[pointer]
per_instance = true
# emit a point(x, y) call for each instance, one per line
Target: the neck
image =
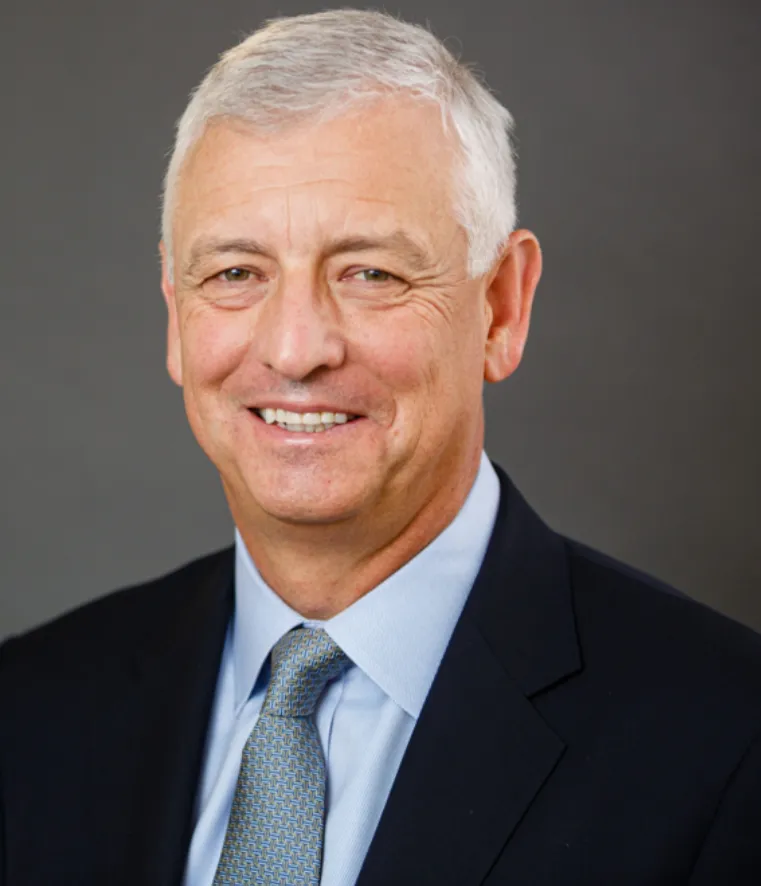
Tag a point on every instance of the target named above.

— PROBLEM DESCRIPTION —
Repeat each record exactly, with the pictures left out.

— PROBLEM SOLUTION —
[pointer]
per_instance = true
# emit a point(x, y) call for each instance, one per line
Target: the neck
image =
Tag a point on every instance of the target named above.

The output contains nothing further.